Location identification entries
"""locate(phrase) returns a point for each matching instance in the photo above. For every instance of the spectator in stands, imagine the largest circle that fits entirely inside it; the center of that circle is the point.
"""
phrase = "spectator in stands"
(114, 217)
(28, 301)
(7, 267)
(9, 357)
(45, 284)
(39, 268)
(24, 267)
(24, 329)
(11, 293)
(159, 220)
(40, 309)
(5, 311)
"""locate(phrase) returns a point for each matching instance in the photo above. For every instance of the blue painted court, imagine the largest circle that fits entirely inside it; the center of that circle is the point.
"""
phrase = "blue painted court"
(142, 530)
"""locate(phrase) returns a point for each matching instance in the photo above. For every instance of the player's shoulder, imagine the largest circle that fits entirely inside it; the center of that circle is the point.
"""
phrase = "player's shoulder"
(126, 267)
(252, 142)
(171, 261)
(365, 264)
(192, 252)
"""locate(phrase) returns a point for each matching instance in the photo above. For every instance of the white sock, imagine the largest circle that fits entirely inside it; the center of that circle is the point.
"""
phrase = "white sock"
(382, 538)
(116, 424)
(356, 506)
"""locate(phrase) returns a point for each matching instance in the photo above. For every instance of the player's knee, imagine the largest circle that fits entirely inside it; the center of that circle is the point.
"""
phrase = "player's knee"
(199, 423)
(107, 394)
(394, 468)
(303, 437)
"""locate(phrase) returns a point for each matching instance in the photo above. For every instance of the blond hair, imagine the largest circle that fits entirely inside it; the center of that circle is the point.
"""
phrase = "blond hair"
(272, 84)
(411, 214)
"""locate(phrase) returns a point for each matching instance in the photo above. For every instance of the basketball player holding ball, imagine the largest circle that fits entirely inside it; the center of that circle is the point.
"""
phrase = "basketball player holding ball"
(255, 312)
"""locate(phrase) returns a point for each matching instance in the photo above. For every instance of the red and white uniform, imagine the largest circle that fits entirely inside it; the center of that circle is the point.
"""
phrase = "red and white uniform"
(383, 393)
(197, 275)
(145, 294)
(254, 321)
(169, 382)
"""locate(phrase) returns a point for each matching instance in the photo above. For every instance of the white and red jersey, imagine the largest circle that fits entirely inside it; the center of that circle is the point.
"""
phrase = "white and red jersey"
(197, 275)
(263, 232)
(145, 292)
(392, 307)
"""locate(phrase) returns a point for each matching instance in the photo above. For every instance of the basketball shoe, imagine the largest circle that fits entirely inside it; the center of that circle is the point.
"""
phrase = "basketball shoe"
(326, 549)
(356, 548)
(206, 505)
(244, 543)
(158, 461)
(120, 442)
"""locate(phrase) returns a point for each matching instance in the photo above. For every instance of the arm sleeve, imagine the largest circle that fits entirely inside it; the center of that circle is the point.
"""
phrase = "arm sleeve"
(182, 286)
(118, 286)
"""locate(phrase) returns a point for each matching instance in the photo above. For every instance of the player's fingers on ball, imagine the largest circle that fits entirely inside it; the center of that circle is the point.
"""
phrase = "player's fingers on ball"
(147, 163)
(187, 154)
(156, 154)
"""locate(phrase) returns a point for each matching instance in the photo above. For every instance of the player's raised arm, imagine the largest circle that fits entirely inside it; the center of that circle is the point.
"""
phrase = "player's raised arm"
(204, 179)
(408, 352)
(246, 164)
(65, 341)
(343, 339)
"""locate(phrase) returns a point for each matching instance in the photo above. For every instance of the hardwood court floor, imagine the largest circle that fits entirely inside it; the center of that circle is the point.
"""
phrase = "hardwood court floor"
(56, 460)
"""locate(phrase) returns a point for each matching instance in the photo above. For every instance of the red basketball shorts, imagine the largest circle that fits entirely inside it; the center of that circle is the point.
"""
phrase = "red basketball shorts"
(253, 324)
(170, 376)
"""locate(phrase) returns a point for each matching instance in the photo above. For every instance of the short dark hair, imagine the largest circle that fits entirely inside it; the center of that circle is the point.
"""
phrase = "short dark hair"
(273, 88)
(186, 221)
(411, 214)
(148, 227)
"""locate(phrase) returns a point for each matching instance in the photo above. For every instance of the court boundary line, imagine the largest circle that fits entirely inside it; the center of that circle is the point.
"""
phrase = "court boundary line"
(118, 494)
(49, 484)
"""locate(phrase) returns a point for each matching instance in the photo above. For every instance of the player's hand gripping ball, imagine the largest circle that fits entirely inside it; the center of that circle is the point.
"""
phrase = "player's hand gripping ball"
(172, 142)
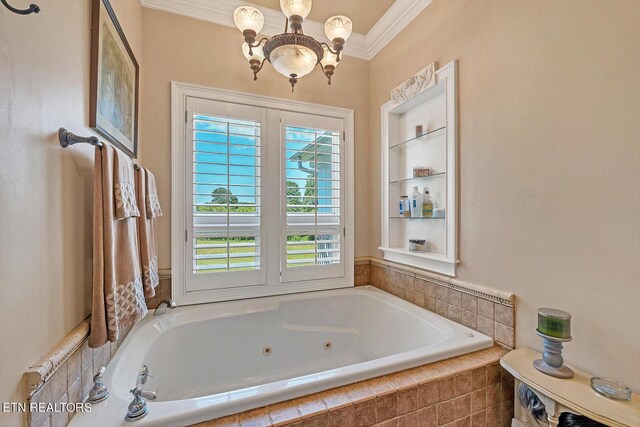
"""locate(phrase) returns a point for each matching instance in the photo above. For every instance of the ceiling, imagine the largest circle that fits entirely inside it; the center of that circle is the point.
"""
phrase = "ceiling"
(363, 13)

> Set problem: Leave out each picture and extract the lines from the one containing "of the court" through the end of the records above, inclusive, exactly as they stand.

> Full response:
"""locate(phrase) returns a point for each matching instance in the photo above. For every instance of the court boundary line, imagine the largest circle that fits entirely inside it; the center of that circle is the point.
"""
phrase = "court boundary line"
(118, 494)
(49, 484)
"""locate(phrase) returns a point for each matching instance in the photo above. For every instance of the player's hand gripping ball, imagine the largest circle that fits entirely inside it; the center of that circle is the point.
"""
phrase = "player's hand gripping ball"
(172, 142)
"""locate(phrase) returns a point for each matching instance in the photo above. For every instance of the ceiling, imagine the largest circle that fits entirely inside it; the center of that circle is the point.
"""
phrase = "ceiling"
(363, 13)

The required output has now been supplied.